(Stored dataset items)
= Beginning of Section =

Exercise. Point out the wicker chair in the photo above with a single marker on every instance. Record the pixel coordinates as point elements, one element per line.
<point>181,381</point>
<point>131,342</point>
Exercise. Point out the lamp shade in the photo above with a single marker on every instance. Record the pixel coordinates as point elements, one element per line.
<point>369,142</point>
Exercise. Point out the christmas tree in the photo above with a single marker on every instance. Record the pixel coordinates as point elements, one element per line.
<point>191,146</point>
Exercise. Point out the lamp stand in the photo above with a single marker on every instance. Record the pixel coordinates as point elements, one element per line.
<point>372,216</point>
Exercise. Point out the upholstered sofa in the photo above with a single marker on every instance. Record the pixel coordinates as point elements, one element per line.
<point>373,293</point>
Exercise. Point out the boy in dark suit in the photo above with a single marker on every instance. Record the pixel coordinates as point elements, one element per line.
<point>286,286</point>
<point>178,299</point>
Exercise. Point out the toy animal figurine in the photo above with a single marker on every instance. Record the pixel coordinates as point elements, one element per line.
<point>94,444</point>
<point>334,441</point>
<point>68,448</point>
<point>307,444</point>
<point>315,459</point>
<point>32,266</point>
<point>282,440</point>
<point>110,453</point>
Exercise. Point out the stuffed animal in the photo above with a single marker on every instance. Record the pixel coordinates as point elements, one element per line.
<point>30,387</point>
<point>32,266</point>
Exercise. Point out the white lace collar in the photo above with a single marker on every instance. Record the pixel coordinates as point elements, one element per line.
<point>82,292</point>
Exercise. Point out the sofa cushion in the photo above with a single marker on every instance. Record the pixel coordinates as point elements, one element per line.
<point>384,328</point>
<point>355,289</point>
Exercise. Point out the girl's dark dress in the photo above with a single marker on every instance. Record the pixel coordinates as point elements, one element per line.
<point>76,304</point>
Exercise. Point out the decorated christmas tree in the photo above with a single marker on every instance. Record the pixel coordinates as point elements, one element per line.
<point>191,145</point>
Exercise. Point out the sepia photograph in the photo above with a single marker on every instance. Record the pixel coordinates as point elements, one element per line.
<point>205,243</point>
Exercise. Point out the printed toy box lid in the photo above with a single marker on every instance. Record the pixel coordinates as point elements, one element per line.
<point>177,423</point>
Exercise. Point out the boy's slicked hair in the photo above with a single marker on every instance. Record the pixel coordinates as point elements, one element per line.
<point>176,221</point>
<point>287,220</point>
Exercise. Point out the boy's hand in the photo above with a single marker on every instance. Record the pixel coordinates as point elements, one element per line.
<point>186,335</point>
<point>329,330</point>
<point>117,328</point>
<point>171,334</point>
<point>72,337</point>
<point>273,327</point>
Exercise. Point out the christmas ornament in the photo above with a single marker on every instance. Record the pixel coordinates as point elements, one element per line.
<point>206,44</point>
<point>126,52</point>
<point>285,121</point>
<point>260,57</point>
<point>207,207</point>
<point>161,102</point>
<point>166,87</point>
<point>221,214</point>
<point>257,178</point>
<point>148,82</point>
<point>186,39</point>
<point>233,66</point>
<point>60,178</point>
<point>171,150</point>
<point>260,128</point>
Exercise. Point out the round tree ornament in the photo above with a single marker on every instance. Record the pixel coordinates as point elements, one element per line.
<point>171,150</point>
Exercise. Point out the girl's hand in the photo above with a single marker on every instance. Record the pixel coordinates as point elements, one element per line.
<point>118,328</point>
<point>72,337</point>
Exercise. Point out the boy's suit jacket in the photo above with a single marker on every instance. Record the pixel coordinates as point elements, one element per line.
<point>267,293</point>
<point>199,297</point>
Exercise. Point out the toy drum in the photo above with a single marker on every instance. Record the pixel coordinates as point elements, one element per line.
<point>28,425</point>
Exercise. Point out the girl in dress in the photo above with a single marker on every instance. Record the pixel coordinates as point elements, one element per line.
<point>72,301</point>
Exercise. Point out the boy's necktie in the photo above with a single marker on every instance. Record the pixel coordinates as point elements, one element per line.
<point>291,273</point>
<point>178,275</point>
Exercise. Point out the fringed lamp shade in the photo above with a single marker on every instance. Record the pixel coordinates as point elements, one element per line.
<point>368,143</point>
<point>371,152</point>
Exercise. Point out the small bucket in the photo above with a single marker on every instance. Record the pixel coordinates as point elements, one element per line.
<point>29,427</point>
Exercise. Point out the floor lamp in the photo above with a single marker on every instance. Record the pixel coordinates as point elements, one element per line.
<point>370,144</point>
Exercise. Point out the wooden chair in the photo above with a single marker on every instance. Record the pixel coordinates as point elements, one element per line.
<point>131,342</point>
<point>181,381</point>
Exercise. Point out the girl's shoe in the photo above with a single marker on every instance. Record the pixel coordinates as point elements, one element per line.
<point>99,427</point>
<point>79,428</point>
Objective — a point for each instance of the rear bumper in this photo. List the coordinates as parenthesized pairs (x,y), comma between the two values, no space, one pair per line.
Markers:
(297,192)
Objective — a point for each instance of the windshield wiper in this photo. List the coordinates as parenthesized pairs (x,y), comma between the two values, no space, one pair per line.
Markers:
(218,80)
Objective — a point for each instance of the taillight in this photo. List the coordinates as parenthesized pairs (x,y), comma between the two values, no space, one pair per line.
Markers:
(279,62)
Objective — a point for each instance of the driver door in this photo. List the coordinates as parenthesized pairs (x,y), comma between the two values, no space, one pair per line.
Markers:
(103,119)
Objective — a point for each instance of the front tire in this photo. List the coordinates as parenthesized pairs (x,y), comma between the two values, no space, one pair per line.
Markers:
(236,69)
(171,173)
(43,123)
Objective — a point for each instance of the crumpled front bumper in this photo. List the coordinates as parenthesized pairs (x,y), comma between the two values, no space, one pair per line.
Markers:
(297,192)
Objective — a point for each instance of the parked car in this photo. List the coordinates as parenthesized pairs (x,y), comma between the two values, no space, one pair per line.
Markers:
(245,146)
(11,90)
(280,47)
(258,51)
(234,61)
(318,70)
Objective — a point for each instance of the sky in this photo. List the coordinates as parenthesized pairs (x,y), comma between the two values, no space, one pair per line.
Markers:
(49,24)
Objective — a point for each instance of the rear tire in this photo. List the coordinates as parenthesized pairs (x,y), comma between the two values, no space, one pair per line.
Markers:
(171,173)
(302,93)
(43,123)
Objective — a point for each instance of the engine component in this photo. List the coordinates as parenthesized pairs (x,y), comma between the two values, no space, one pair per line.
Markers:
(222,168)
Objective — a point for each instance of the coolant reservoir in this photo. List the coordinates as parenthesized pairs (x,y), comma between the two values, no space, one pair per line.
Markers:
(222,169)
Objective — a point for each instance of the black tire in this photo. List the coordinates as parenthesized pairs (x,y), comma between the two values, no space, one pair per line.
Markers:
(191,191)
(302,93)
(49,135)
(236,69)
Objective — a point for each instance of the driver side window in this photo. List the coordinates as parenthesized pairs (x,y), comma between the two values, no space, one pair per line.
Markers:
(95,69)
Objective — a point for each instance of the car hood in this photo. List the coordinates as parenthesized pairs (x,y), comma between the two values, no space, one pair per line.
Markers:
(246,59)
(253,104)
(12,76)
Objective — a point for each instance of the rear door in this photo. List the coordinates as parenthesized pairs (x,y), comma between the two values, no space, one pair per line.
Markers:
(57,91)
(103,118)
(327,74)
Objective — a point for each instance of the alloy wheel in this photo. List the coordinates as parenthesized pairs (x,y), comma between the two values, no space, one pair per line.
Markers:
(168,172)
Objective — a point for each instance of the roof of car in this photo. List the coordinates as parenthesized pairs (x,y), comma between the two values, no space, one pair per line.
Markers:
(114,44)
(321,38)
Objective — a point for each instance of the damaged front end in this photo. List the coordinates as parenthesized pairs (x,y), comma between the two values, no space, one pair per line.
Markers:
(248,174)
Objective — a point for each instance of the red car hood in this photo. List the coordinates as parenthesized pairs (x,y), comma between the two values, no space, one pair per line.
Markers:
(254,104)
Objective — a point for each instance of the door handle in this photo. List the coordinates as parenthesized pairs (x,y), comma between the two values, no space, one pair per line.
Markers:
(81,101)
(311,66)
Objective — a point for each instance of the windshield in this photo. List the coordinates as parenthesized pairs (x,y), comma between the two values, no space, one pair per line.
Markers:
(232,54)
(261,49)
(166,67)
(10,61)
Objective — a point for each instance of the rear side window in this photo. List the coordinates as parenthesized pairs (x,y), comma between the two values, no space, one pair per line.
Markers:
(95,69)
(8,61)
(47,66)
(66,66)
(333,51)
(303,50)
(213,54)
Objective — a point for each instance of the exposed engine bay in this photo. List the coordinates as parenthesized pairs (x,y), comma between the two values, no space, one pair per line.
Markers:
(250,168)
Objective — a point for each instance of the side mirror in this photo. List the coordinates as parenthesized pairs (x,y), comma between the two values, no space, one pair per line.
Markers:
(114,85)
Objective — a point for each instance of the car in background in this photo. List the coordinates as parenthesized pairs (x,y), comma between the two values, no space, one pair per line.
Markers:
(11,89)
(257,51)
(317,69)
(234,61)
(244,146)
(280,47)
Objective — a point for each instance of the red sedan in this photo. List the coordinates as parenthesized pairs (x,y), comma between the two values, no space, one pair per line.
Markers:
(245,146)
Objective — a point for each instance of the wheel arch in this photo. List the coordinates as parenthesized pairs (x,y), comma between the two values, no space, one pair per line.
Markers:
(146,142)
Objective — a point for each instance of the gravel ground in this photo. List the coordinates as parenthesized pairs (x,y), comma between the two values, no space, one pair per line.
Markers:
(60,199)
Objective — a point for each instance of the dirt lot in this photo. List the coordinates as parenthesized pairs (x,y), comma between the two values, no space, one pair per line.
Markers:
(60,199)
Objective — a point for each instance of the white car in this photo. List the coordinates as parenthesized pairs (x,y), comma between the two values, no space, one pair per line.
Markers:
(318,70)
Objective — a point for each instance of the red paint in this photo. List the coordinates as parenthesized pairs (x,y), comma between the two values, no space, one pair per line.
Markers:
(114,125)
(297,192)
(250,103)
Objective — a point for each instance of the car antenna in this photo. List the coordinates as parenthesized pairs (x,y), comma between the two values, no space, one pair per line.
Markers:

= End of Section =

## Task instructions
What is the number of lines above that contain "front"? Answer with that number only.

## Answer space
3